> _TASK TO COMPLETE_
Scan the entries below for the word "dark" and copy every line in which it occurs.

** ENTRIES SHOWN follows **

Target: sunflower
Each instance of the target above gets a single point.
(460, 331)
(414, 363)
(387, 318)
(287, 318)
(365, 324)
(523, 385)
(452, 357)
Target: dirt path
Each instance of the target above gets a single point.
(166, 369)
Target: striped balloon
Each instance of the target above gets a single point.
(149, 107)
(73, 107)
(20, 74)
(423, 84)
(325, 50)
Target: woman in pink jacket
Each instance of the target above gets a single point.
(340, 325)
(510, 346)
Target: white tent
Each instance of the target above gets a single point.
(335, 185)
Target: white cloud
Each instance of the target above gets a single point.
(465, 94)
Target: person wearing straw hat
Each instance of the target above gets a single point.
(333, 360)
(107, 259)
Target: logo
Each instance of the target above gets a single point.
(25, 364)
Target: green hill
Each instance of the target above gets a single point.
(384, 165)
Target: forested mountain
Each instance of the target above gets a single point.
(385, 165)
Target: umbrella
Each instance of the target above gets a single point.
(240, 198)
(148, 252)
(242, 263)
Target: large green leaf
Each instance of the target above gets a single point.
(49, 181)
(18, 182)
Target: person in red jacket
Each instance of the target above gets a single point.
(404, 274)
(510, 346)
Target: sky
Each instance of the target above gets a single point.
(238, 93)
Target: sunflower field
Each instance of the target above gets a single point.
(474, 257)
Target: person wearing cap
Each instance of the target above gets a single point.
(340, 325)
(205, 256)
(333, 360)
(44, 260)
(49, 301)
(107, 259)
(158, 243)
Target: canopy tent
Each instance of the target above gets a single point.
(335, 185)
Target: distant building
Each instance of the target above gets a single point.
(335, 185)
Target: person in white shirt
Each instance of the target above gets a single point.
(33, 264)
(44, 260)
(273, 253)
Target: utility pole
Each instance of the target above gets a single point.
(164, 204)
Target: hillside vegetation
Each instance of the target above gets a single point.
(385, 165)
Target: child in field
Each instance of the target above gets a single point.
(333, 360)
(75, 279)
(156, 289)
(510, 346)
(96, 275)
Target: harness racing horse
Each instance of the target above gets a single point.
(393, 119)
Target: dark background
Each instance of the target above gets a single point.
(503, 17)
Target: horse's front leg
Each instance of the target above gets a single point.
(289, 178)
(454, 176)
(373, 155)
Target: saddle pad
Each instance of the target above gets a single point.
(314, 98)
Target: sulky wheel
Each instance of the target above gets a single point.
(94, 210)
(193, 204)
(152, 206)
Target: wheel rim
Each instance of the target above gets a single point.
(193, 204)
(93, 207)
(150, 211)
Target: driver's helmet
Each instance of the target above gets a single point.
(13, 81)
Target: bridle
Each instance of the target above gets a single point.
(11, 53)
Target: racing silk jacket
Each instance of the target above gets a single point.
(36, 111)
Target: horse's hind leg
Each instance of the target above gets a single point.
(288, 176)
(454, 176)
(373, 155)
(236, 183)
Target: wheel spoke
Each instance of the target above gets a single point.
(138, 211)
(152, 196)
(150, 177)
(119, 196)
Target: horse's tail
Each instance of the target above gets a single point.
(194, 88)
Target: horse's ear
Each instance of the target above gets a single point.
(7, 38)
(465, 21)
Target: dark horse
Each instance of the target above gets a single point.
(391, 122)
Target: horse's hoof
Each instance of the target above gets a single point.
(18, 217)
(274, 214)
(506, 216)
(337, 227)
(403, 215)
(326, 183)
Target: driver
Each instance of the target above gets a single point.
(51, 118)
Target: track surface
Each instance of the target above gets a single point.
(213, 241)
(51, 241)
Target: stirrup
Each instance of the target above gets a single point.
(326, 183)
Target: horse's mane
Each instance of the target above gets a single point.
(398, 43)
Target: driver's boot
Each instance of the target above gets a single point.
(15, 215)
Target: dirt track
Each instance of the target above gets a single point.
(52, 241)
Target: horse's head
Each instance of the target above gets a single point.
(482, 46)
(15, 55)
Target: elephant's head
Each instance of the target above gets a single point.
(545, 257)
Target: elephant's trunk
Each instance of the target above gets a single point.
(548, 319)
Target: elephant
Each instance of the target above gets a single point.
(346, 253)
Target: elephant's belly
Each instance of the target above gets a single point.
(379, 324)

** End of ENTRIES SHOWN **

> _EXERCISE OUTPUT_
Target: dark background
Target: dark horse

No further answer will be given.